----- Given passage -----
-
Notifications
You must be signed in to change notification settings - Fork 12
Description
Question
How can I turn an existing OSF repository into a datalad dataset and mirror it to GitHub?
Previous solution
I have an OSF repository with data: https://osf.io/cj2dr/
Several months after uploading this dataset on OSF, I wanted to easily download single files from it, and Datalad seemed a good way to do this.
So I did the following (felt very hacky, and still seems hacky to me):
- Locally created a new datalad dataset:
datalad create eeg_matchingpennies - Using a patched version of templateflow/datalad-osf I recursively put every file of my OSF repository into a CSV with the filenames and their download URLs
- Then using
datalad addurlsI updated my new datalad dataset with the existing OSF files - Finally, I pushed this dataset to GitHub using these steps:
- from my new datalad dataset:
datalad install -s eeg_matchingpennies clone cd clonegit annex dead origingit remote rm origingit remote add origin <put URL of new, empty GitHub repo here>datalad publish --to origin
- from my new datalad dataset:
This worked nicely, and the result is here: https://github.com/sappelhoff/eeg_matchingpennies
Problems
- Recently I had to update the source dataset, so I edited the files on OSF ... which then of course screwed up my datalad version (see my post on NeuroStars)
----- Information given -----
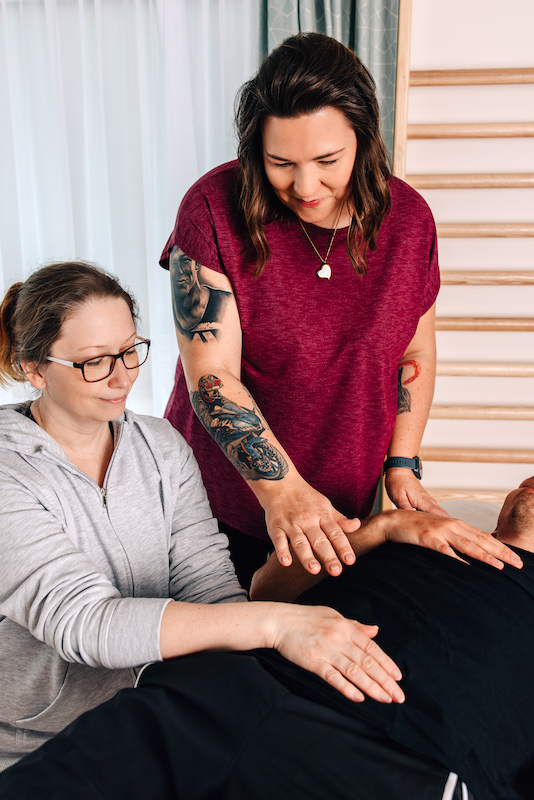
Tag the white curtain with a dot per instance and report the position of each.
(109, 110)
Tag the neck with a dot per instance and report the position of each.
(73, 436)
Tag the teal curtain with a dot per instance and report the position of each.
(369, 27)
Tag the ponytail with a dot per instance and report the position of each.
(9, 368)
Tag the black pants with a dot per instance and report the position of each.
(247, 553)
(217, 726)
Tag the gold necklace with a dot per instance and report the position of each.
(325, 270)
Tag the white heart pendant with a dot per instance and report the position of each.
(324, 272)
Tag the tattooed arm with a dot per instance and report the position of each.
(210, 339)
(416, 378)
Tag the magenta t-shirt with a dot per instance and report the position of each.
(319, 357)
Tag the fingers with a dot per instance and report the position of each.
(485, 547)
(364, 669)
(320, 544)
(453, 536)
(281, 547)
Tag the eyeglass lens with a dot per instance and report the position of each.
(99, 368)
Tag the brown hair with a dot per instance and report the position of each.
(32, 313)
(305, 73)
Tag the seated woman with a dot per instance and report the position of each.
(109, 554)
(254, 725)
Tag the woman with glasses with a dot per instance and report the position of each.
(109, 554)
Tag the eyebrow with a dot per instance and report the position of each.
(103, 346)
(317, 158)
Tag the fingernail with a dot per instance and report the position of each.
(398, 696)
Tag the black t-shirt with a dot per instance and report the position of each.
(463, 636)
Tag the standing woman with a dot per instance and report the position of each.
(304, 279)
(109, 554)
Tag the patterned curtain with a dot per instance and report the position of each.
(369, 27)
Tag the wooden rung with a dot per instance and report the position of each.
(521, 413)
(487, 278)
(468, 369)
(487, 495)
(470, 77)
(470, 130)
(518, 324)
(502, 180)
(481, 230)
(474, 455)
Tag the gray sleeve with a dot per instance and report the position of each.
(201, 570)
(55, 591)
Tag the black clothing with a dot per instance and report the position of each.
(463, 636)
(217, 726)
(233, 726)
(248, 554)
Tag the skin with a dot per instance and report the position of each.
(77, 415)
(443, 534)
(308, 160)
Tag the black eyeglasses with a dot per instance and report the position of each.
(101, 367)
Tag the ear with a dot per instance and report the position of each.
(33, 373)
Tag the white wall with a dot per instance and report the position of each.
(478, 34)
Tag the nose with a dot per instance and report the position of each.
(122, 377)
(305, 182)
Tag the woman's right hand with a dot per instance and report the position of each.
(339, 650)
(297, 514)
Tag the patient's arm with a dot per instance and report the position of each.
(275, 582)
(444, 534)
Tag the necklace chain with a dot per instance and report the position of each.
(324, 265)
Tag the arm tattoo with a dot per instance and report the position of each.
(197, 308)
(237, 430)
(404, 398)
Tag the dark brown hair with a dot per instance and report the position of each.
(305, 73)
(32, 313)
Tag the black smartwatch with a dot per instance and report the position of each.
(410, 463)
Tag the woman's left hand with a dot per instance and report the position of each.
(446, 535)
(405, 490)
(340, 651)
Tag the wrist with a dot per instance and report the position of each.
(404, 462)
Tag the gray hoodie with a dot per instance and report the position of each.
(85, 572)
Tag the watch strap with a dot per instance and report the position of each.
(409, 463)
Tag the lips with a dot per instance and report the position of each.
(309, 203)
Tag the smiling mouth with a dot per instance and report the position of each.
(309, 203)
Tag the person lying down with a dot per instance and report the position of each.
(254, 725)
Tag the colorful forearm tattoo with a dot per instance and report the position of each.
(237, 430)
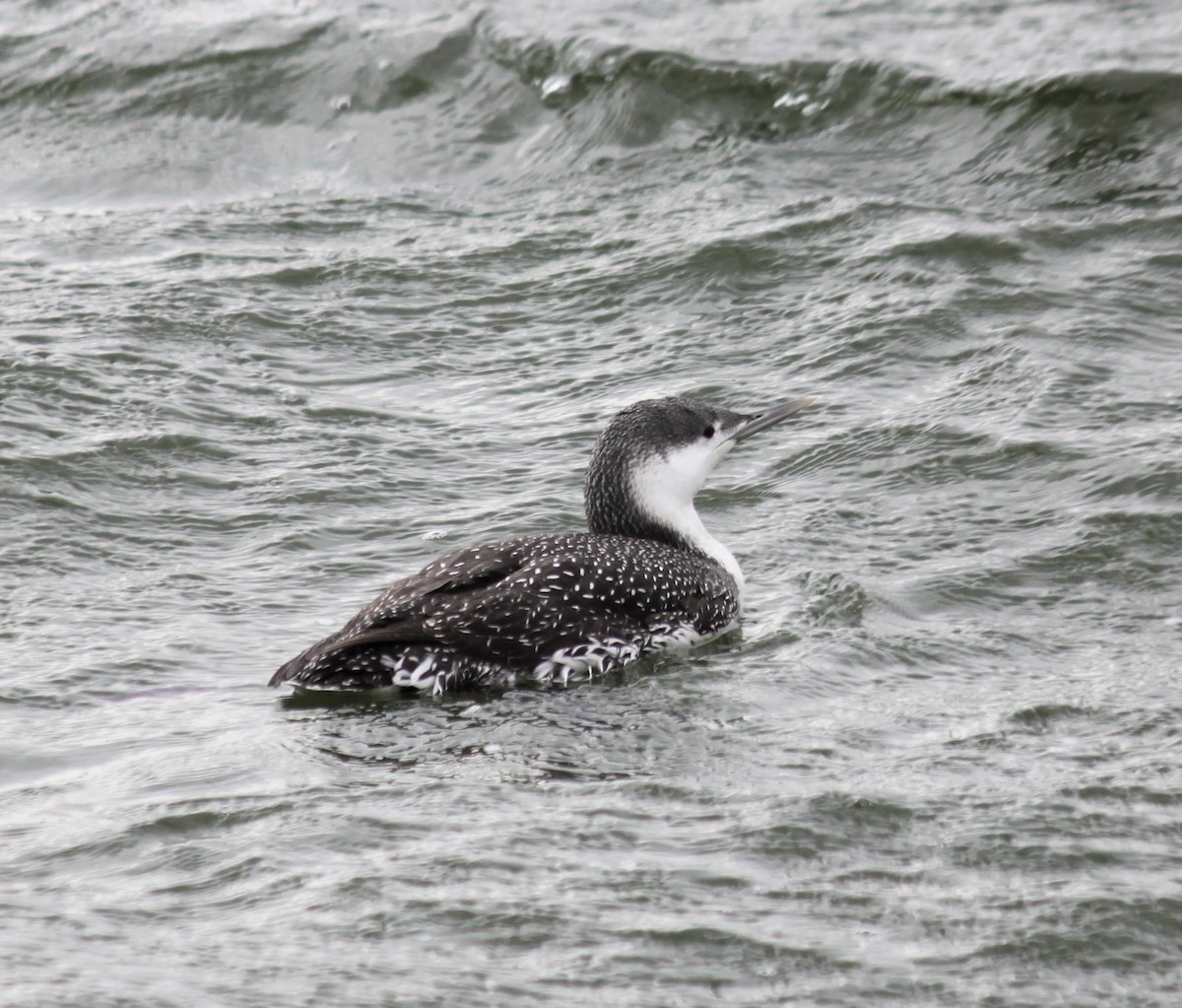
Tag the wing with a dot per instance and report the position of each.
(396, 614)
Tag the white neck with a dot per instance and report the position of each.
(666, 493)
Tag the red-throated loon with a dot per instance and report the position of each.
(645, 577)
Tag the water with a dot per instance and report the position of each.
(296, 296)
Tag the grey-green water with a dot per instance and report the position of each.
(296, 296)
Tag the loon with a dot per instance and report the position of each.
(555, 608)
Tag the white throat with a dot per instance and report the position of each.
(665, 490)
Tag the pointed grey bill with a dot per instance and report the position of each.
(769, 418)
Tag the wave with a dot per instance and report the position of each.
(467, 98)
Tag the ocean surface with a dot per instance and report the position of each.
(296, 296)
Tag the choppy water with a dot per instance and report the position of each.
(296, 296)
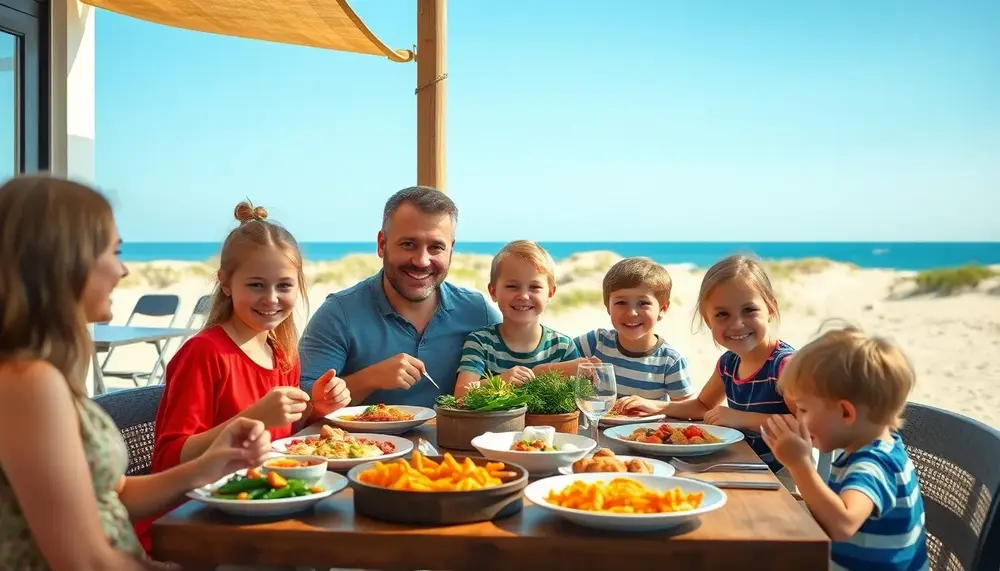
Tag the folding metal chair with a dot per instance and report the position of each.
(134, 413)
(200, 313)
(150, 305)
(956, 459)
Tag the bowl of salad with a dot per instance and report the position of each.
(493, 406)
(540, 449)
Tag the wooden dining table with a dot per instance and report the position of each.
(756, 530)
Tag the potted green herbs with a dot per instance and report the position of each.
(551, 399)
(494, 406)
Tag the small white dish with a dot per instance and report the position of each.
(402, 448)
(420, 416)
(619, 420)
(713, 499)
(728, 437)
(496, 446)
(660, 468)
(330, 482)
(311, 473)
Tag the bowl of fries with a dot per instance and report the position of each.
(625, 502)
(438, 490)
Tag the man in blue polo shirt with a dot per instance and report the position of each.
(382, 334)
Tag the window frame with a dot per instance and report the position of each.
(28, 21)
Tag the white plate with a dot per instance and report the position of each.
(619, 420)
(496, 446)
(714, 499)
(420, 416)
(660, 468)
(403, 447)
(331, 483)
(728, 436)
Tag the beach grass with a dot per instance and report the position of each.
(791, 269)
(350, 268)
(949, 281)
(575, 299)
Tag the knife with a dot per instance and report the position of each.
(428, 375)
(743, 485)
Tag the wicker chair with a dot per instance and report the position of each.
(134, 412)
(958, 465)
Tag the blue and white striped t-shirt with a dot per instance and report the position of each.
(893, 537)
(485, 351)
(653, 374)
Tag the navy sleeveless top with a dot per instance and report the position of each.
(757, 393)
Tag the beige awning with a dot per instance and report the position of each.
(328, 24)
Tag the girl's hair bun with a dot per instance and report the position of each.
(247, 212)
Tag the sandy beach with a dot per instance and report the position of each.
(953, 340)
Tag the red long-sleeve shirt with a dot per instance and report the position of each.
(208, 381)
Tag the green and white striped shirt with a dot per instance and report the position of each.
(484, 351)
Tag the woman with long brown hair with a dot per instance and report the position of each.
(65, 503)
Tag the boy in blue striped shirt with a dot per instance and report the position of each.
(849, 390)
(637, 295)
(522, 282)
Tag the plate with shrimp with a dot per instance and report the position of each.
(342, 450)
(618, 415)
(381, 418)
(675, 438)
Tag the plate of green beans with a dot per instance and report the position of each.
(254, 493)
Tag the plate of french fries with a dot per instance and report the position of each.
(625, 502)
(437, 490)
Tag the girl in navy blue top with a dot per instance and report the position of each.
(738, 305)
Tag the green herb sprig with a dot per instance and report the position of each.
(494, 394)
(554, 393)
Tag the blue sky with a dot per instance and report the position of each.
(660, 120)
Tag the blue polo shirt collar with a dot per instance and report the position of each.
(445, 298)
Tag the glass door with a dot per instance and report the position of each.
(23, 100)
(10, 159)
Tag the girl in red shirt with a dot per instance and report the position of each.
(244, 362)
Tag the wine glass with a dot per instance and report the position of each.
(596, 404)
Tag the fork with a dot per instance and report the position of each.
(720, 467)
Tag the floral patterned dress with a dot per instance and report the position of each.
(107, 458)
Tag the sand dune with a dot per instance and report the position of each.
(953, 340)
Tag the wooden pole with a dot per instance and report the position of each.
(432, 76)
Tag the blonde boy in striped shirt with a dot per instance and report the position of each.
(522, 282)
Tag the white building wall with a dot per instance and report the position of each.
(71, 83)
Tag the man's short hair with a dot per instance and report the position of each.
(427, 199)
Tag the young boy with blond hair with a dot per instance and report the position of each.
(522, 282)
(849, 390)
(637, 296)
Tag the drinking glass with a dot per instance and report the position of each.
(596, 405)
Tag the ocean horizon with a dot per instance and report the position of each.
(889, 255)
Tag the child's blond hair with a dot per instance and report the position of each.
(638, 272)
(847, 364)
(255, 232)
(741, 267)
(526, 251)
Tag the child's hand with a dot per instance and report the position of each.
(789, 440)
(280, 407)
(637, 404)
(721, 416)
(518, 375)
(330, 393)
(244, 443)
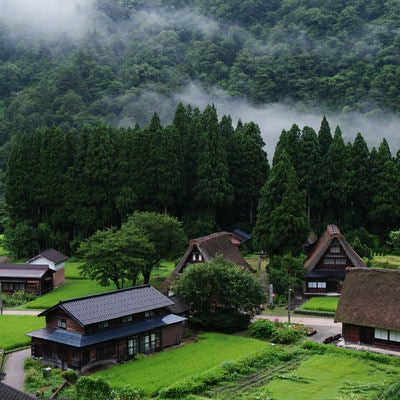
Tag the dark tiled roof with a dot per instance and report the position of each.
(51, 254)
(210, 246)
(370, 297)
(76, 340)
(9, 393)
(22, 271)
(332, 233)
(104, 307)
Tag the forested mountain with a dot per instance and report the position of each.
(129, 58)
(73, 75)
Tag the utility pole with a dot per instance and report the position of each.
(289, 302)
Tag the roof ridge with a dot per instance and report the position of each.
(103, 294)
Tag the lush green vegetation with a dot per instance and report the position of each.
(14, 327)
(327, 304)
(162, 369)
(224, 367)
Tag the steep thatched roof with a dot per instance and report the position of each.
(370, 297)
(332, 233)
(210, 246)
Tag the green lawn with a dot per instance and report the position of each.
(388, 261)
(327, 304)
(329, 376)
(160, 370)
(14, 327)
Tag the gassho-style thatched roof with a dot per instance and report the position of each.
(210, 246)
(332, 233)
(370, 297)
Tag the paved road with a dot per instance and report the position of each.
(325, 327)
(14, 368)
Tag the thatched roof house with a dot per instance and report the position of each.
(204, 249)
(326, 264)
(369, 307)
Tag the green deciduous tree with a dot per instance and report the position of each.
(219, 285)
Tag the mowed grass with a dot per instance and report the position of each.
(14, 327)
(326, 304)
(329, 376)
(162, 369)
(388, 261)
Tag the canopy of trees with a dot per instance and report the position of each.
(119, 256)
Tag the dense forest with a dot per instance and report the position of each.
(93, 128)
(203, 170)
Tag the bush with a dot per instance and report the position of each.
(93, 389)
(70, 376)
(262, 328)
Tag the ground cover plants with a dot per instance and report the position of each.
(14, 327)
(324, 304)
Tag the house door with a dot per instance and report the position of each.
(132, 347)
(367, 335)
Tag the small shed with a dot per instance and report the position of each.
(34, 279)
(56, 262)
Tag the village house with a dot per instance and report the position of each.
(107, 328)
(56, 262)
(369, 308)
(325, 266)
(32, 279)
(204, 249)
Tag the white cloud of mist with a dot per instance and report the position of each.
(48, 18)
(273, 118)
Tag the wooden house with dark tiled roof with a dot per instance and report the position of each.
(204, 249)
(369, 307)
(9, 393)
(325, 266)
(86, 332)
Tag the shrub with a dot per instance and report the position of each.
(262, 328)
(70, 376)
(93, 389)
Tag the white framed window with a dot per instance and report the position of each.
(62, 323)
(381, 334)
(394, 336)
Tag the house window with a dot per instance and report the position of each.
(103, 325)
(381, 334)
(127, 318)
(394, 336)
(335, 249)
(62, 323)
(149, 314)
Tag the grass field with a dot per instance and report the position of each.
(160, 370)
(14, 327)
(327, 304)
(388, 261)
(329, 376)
-----
What the task requires: In the forum thread, which tool was used to write every OSF file into a CSV with its filename and download URL?

Final result: A patched version of templateflow/datalad-osf.